BEGIN

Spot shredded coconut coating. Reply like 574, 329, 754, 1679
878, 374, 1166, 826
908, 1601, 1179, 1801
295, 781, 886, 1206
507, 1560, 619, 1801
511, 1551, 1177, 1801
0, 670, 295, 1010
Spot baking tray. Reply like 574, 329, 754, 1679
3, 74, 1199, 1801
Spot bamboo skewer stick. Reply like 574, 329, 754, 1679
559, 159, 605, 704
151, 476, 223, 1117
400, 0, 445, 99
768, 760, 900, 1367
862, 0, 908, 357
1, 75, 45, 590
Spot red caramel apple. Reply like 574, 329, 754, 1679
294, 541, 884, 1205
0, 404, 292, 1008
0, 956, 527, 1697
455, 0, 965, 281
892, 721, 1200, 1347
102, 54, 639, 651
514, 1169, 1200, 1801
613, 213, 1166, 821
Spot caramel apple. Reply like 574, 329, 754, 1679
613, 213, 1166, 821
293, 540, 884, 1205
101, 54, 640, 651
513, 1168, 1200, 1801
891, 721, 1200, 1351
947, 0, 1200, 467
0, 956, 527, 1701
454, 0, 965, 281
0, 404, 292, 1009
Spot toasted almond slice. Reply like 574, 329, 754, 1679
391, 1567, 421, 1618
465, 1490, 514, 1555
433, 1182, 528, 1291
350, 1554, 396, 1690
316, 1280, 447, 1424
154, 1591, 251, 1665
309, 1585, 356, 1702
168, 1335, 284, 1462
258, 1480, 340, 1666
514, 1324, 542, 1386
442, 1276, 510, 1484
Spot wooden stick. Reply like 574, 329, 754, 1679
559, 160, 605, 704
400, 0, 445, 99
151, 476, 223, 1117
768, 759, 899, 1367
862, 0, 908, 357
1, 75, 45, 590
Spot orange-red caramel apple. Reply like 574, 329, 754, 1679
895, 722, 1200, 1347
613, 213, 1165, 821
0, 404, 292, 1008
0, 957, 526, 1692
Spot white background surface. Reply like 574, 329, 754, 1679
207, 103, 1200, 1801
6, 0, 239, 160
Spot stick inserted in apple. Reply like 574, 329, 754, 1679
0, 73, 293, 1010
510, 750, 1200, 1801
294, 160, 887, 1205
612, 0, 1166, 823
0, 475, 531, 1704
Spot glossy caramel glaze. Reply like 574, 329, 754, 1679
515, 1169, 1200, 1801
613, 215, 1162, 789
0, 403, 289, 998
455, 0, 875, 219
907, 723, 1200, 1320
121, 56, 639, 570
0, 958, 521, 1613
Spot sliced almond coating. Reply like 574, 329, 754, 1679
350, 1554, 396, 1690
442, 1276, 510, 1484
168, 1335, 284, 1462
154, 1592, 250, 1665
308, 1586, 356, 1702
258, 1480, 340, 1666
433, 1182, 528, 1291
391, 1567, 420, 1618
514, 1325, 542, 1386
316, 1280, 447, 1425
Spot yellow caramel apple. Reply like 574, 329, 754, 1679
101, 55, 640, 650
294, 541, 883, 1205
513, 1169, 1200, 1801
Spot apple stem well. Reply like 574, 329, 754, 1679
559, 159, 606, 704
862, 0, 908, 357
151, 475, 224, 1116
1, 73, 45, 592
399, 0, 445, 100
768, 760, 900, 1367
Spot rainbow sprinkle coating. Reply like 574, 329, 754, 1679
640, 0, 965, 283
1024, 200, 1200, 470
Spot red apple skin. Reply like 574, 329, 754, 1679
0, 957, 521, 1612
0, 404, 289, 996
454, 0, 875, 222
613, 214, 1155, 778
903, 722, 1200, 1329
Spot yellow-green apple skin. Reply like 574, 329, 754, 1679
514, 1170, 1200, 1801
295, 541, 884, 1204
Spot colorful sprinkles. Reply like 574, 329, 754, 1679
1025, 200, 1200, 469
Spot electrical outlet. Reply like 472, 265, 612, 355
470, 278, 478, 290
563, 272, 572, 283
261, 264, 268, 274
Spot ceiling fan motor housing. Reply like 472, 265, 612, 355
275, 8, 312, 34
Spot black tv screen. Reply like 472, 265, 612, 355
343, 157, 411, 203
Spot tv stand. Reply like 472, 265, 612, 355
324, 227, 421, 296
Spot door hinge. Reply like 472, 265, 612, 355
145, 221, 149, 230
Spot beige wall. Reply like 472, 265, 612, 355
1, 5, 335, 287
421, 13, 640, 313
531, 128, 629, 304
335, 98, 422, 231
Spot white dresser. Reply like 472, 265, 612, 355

END

= Exercise details =
Produce a verbatim transcription of the entries above.

= The completed task =
Spot shredded coconut coating. Reply like 574, 329, 754, 1679
878, 374, 1166, 826
908, 1601, 1179, 1801
295, 781, 886, 1206
507, 1560, 619, 1801
511, 1551, 1177, 1801
0, 670, 295, 1010
Spot baking tray. Reply like 574, 329, 754, 1679
3, 74, 1199, 1801
Spot bamboo skewer stick. Reply like 574, 329, 754, 1679
559, 159, 605, 704
151, 476, 223, 1117
400, 0, 445, 99
768, 760, 900, 1367
862, 0, 908, 357
1, 75, 45, 590
Spot red caramel apple. Reply like 574, 329, 754, 1679
294, 541, 884, 1205
0, 404, 292, 1008
0, 956, 527, 1697
455, 0, 965, 281
892, 721, 1200, 1347
102, 54, 639, 651
514, 1169, 1200, 1801
613, 213, 1166, 821
Spot caramel apple. Reply like 574, 329, 754, 1679
613, 213, 1166, 821
293, 540, 884, 1205
101, 54, 640, 651
513, 1168, 1200, 1801
891, 721, 1200, 1351
947, 0, 1200, 467
0, 956, 527, 1701
454, 0, 965, 281
0, 404, 292, 1009
Spot toasted almond slice. Reply like 574, 329, 754, 1679
391, 1567, 421, 1618
465, 1490, 514, 1555
433, 1182, 528, 1291
350, 1554, 396, 1690
316, 1280, 447, 1424
154, 1591, 251, 1665
309, 1585, 356, 1702
168, 1335, 284, 1462
258, 1480, 340, 1666
514, 1324, 542, 1386
442, 1276, 510, 1484
Spot wooden stick. Reply like 574, 329, 754, 1679
559, 160, 605, 704
400, 0, 445, 99
151, 476, 223, 1117
768, 759, 899, 1367
862, 0, 908, 357
1, 75, 45, 590
Spot orange-red caramel apple. Reply like 574, 329, 754, 1679
895, 722, 1200, 1347
613, 213, 1165, 821
0, 404, 292, 1008
0, 957, 526, 1692
Spot white background surface. Reply like 574, 329, 754, 1679
207, 103, 1200, 1801
6, 0, 239, 160
Spot stick inserted in apple. Reply like 574, 329, 754, 1679
0, 73, 293, 1010
510, 750, 1200, 1801
294, 160, 887, 1205
612, 0, 1166, 823
0, 475, 531, 1704
Spot glossy caramel glaze. Reply like 574, 329, 754, 1679
515, 1169, 1200, 1801
613, 215, 1162, 789
0, 403, 289, 998
455, 0, 875, 219
907, 723, 1200, 1320
121, 56, 639, 570
0, 958, 521, 1613
Spot sliced almond coating. Reply like 574, 329, 754, 1679
350, 1554, 396, 1690
442, 1276, 510, 1484
168, 1335, 284, 1462
154, 1592, 250, 1665
308, 1586, 356, 1702
258, 1480, 340, 1666
433, 1182, 528, 1291
391, 1567, 420, 1618
514, 1325, 542, 1386
316, 1280, 447, 1425
Spot yellow caramel apple. Reply like 574, 329, 754, 1679
101, 55, 640, 650
294, 541, 883, 1205
513, 1169, 1200, 1801
Spot apple stem well. Reply like 574, 329, 754, 1679
559, 159, 606, 704
862, 0, 908, 357
151, 475, 224, 1116
1, 73, 45, 592
399, 0, 445, 100
768, 760, 900, 1367
Spot rainbow sprinkle coating. Reply like 574, 329, 754, 1679
640, 0, 965, 283
1024, 200, 1200, 470
Spot red apple skin. Reply like 574, 329, 754, 1679
0, 957, 521, 1612
0, 404, 289, 996
454, 0, 875, 222
613, 214, 1155, 778
903, 722, 1200, 1329
Spot yellow-green apple skin. Reply like 574, 329, 754, 1679
514, 1170, 1200, 1801
295, 541, 884, 1204
Spot colorful sprinkles. Reply like 574, 329, 754, 1679
1025, 200, 1200, 469
Spot electrical outlet. Reply like 472, 265, 612, 355
470, 278, 478, 290
563, 272, 572, 283
261, 264, 268, 274
Spot ceiling fan motor housing. Reply like 472, 265, 612, 355
275, 8, 312, 34
Spot black tv screen. Reply like 472, 265, 612, 355
343, 157, 411, 203
Spot tv stand. Reply like 472, 265, 612, 355
324, 227, 421, 296
Spot door hinge. Reply like 472, 265, 612, 355
145, 221, 149, 230
Spot beige wall. Reply like 472, 265, 612, 355
1, 5, 335, 287
421, 13, 640, 313
531, 128, 629, 304
335, 98, 422, 231
Spot white dresser. Reply like 472, 265, 612, 355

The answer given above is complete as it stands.